[Extraits d'un jeu de données de pointage]

☆ ☆ ☆ ☆ ☆ ☆ ☆

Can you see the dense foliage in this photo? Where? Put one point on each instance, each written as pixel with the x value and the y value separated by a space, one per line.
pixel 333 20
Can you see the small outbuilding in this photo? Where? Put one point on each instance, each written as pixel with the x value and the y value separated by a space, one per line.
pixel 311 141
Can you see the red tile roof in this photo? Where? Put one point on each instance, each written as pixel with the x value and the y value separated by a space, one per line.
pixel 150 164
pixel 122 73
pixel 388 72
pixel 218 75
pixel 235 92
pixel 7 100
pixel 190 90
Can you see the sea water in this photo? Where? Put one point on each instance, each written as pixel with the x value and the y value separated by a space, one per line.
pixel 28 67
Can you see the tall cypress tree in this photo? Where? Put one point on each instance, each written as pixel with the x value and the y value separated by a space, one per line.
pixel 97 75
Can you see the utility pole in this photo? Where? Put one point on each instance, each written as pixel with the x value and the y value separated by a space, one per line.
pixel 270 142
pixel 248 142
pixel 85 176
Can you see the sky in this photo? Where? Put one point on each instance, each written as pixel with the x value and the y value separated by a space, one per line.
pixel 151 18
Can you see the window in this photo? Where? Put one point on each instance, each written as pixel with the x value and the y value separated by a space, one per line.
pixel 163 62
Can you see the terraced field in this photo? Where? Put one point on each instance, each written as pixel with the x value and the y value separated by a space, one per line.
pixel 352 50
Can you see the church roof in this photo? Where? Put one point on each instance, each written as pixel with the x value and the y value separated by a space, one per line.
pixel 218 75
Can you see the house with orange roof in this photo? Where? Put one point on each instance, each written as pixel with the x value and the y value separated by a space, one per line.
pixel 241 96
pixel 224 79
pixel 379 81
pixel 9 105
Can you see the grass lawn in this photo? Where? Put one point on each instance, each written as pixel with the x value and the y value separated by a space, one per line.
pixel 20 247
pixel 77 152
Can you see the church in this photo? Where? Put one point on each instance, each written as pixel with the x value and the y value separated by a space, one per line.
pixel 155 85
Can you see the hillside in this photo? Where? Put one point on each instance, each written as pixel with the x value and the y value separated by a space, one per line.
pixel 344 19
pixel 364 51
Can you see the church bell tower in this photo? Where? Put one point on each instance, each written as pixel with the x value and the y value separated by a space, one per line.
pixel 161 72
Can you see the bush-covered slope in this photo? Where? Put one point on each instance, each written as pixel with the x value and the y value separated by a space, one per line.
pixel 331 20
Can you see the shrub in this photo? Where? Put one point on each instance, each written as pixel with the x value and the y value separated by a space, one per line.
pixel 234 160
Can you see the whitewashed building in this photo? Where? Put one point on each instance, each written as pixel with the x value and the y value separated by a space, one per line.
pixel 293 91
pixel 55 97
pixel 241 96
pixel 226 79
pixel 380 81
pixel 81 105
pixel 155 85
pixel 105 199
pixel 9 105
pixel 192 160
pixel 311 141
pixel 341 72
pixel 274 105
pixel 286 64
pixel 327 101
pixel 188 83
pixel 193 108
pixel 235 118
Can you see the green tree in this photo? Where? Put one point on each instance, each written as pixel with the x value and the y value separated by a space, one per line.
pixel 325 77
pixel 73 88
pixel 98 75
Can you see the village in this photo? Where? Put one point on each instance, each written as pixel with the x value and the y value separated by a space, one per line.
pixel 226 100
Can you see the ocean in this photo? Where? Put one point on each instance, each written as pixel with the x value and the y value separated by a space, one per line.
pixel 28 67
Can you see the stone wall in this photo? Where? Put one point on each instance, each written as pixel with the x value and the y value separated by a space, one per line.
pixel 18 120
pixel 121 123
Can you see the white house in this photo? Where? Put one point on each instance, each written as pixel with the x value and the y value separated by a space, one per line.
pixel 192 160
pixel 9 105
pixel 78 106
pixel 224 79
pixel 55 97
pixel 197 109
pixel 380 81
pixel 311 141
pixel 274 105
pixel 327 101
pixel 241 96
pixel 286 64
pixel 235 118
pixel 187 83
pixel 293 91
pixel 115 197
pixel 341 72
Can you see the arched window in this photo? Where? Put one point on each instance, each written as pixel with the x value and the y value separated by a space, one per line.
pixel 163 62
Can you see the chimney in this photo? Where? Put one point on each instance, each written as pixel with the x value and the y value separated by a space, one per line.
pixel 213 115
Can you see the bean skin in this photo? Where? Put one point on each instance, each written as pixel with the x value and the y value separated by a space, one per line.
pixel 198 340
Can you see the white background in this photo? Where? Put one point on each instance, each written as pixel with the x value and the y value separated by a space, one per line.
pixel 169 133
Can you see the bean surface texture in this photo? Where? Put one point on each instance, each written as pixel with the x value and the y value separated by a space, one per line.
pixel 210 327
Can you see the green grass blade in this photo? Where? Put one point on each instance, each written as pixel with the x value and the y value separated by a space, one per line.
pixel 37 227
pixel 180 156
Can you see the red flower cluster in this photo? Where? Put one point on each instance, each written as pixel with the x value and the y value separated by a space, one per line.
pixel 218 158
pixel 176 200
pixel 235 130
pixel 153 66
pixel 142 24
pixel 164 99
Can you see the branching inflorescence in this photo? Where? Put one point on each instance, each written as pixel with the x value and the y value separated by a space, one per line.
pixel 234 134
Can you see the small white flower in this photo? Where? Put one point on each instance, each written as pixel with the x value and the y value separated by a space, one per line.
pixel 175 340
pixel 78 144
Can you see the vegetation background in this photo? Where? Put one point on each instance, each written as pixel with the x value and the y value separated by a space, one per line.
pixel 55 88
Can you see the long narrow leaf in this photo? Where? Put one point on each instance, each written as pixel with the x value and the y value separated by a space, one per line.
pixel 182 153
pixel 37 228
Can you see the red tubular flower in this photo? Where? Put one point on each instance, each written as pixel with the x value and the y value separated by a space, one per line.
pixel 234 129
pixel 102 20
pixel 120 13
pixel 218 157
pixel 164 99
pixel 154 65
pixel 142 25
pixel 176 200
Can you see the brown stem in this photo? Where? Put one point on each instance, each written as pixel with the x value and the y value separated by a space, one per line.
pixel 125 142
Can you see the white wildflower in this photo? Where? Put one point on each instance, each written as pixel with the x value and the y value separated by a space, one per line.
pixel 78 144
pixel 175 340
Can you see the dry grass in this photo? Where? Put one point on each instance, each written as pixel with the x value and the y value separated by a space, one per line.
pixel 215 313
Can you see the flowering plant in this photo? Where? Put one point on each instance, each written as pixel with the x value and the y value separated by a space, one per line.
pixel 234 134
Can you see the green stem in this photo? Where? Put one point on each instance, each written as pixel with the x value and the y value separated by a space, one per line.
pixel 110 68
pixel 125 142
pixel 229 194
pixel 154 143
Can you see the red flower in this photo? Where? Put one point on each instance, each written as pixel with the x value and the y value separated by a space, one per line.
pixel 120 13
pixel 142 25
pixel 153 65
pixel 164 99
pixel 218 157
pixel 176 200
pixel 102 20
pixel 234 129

☆ ☆ ☆ ☆ ☆ ☆ ☆

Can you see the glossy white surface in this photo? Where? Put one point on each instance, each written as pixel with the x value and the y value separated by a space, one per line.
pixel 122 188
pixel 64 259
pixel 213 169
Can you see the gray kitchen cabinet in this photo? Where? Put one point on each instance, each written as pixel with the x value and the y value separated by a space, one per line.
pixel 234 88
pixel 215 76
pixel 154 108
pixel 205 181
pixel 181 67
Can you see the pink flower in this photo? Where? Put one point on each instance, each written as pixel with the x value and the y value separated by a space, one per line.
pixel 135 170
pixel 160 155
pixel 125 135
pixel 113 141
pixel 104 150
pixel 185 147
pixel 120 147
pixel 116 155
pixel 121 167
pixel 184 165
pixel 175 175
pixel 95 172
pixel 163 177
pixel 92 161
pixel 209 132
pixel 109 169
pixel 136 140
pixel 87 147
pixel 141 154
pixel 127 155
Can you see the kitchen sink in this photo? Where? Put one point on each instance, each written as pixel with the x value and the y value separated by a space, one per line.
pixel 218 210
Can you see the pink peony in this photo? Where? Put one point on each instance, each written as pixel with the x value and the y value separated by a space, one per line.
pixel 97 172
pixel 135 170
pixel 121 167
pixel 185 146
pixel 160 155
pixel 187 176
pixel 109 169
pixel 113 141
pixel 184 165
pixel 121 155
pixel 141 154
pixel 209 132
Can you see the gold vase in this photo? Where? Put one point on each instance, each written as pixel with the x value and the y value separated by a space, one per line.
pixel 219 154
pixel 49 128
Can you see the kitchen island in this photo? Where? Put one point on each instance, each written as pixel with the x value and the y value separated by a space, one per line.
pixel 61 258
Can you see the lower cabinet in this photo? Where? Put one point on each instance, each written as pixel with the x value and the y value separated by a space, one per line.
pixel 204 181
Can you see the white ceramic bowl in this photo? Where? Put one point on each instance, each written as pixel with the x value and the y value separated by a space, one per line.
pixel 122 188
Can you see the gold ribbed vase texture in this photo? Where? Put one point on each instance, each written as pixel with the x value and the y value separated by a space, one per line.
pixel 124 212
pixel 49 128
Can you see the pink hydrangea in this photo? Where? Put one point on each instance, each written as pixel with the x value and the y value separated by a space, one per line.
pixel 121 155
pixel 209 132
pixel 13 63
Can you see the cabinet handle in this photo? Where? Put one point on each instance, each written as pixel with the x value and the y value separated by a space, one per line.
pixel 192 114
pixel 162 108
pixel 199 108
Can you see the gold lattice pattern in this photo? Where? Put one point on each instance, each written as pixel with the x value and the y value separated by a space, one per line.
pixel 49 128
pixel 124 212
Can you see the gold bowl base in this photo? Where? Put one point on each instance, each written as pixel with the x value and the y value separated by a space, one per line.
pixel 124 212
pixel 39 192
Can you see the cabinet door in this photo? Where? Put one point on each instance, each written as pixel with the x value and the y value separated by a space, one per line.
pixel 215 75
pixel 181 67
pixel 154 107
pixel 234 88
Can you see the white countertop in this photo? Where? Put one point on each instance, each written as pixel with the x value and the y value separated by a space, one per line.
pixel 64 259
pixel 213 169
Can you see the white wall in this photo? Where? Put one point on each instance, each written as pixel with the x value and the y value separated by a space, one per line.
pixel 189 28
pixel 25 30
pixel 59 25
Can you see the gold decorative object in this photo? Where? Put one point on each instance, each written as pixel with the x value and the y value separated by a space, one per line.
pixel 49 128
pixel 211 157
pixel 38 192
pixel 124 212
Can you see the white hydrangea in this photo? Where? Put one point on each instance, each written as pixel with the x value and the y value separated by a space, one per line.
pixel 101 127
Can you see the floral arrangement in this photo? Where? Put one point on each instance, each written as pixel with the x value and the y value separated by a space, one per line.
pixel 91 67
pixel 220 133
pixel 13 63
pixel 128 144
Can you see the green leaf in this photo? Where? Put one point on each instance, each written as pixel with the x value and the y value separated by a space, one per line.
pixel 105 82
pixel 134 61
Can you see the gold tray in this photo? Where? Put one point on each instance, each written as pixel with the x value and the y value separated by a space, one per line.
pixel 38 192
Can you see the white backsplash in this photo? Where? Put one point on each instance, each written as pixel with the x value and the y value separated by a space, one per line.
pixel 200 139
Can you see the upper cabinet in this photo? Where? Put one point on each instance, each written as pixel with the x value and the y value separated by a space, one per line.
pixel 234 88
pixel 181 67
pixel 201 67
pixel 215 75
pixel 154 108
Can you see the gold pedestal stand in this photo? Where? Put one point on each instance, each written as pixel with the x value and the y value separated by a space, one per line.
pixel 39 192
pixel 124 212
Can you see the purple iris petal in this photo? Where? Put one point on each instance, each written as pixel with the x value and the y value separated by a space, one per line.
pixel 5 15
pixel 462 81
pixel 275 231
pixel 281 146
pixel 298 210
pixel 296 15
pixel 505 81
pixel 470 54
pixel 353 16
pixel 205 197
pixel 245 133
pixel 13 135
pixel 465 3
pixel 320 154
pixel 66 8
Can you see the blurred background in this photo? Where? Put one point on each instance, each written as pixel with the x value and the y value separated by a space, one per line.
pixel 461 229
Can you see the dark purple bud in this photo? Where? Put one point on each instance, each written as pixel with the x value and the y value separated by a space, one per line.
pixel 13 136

☆ ☆ ☆ ☆ ☆ ☆ ☆

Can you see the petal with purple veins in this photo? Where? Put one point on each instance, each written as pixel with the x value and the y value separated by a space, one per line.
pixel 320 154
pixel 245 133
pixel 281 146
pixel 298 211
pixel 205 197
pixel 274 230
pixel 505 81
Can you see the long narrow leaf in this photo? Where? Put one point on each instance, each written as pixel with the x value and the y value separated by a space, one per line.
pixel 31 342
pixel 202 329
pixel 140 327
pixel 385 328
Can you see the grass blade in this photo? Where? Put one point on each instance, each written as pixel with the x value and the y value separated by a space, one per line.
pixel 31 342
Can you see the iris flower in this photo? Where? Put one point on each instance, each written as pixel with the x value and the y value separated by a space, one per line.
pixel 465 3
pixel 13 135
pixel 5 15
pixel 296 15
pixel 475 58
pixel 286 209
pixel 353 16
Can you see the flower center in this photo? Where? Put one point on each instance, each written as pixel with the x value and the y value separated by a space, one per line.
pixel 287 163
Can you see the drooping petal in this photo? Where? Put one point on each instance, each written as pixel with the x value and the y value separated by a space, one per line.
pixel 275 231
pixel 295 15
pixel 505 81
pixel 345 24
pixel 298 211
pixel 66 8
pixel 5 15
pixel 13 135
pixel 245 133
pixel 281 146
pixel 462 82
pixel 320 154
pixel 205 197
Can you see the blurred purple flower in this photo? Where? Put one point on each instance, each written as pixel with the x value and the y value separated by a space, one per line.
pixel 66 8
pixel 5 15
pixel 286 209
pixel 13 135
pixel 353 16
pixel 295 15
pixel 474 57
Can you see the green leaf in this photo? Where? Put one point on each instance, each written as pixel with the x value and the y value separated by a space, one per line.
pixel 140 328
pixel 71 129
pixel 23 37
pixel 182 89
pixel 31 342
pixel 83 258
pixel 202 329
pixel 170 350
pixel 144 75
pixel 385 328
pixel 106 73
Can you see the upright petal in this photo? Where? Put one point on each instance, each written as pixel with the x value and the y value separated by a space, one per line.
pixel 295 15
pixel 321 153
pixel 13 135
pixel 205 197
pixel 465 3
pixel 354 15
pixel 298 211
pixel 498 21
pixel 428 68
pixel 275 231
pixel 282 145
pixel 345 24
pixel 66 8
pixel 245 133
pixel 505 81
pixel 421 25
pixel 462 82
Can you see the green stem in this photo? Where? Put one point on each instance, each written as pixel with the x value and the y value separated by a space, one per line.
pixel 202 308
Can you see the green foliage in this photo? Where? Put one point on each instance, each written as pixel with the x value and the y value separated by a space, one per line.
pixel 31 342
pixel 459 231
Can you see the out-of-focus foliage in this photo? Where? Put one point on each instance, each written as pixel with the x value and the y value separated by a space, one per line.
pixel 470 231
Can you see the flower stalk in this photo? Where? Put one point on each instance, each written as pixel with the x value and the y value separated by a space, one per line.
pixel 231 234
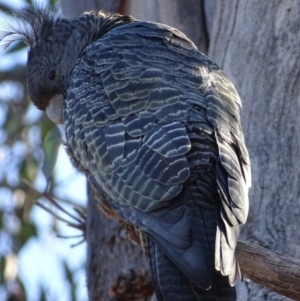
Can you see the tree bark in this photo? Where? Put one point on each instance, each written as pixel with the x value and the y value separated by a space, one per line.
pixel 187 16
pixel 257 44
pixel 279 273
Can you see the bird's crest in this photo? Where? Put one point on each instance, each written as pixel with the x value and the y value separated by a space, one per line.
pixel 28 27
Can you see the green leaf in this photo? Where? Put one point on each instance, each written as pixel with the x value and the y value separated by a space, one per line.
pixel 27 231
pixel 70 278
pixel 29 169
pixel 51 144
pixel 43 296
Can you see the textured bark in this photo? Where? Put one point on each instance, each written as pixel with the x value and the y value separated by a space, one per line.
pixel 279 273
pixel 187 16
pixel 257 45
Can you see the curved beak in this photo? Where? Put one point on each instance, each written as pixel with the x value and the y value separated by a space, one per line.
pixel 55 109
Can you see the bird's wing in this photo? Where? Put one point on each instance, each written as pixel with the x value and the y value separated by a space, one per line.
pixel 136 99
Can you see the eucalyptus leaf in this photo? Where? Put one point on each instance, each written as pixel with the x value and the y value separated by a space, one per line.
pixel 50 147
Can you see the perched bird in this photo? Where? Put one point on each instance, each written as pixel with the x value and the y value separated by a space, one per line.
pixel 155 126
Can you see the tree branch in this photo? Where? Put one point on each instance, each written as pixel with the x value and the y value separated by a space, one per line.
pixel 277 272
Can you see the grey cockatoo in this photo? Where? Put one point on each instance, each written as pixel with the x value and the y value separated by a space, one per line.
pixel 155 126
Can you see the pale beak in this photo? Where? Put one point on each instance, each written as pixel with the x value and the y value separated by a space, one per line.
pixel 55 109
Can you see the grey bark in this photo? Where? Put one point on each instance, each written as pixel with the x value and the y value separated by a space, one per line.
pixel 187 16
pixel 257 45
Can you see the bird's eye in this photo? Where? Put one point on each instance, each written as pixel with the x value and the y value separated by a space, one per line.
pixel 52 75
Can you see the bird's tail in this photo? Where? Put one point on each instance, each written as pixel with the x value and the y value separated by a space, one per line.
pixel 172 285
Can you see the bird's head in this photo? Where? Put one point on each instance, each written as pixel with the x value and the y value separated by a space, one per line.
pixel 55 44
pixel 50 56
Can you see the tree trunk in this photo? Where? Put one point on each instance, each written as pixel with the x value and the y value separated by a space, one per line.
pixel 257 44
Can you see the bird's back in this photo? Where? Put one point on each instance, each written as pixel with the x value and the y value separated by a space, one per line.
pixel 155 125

☆ ☆ ☆ ☆ ☆ ☆ ☆

Présente en liste numérotée les lignes du listing, de la ligne qui contient « Can you see the bird's back » jusqu'à celle qui contient « pixel 155 125 », ces deux lignes comprises. Saute les lignes vides.

1. Can you see the bird's back in this photo? Where? Put one point on each instance, each written as pixel with the x value and the y value separated by a space, one per line.
2. pixel 155 125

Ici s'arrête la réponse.